MATERIAL FOR THE TASK:
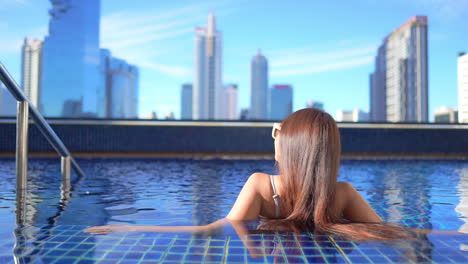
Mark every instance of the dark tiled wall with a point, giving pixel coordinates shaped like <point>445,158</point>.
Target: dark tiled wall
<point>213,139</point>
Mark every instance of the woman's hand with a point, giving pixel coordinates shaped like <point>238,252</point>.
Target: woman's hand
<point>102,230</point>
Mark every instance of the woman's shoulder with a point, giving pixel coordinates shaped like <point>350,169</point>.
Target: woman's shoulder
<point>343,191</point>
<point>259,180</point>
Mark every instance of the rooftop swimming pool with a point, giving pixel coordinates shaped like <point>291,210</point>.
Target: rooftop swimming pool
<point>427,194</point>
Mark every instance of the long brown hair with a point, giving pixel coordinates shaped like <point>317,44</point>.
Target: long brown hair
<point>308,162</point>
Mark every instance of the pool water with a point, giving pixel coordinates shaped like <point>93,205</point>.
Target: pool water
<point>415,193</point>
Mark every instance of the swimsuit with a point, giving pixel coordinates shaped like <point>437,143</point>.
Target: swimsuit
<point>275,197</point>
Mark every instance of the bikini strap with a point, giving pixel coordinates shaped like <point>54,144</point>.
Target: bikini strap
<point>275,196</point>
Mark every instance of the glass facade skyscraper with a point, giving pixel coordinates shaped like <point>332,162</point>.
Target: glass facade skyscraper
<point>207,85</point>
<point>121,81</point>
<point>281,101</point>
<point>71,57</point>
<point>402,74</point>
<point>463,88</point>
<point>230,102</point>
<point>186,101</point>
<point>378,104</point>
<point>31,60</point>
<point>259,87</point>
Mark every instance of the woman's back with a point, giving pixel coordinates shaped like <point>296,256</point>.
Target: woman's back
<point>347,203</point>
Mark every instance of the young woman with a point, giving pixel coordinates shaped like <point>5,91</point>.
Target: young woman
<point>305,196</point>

TASK: Arrange the material above as a JSON list of strings, one string per line, leaving out blank lines and the picture.

PROBLEM SOLUTION:
[
  "Mark every instance of the dark tiled wall with a point, giving pixel coordinates shaped like <point>445,158</point>.",
  "Target: dark tiled wall",
  "<point>213,139</point>",
  "Mark every instance of the woman's hand with a point, giving pixel coordinates shaped like <point>238,252</point>.",
  "Target: woman's hand",
  "<point>102,230</point>",
  "Mark every instance of the woman's shoulder with a point, giving pixel coordinates shaped like <point>350,169</point>.",
  "Target: woman's shoulder",
  "<point>343,191</point>",
  "<point>259,180</point>",
  "Mark every instance of the rooftop swimming pool with a point, giving pixel coordinates shaped like <point>291,210</point>.",
  "Target: rooftop swimming pool",
  "<point>427,194</point>",
  "Mark every instance of the long brown hair with a point, giving pixel coordinates shaped like <point>317,44</point>.",
  "Target: long brown hair",
  "<point>308,162</point>",
  "Mark every instance of the pool water with a point, giving pixel coordinates shaped like <point>93,205</point>.",
  "Target: pool water",
  "<point>415,193</point>",
  "Mark every instance of the swimsuit with a point, giving pixel coordinates shaped like <point>437,143</point>.",
  "Target: swimsuit",
  "<point>275,197</point>",
  "Mark every instance of the bikini strap with a point, giving pixel coordinates shaped like <point>54,144</point>.",
  "Target: bikini strap",
  "<point>275,196</point>",
  "Mark every instance of the glass facade skyscraper with a point, giving pixel coordinates shaped like <point>332,162</point>.",
  "Target: glass facade skyscraper",
  "<point>207,85</point>",
  "<point>121,81</point>",
  "<point>281,101</point>",
  "<point>71,57</point>",
  "<point>402,74</point>",
  "<point>463,88</point>",
  "<point>230,102</point>",
  "<point>186,101</point>",
  "<point>378,104</point>",
  "<point>31,60</point>",
  "<point>259,87</point>",
  "Mark every instance of the woman's back with a point, giving pixel coordinates shaped like <point>296,256</point>.",
  "Target: woman's back",
  "<point>347,203</point>",
  "Mark every instance of the young woman with a point, giving pixel coordinates shaped like <point>5,91</point>.",
  "Target: young woman",
  "<point>305,196</point>"
]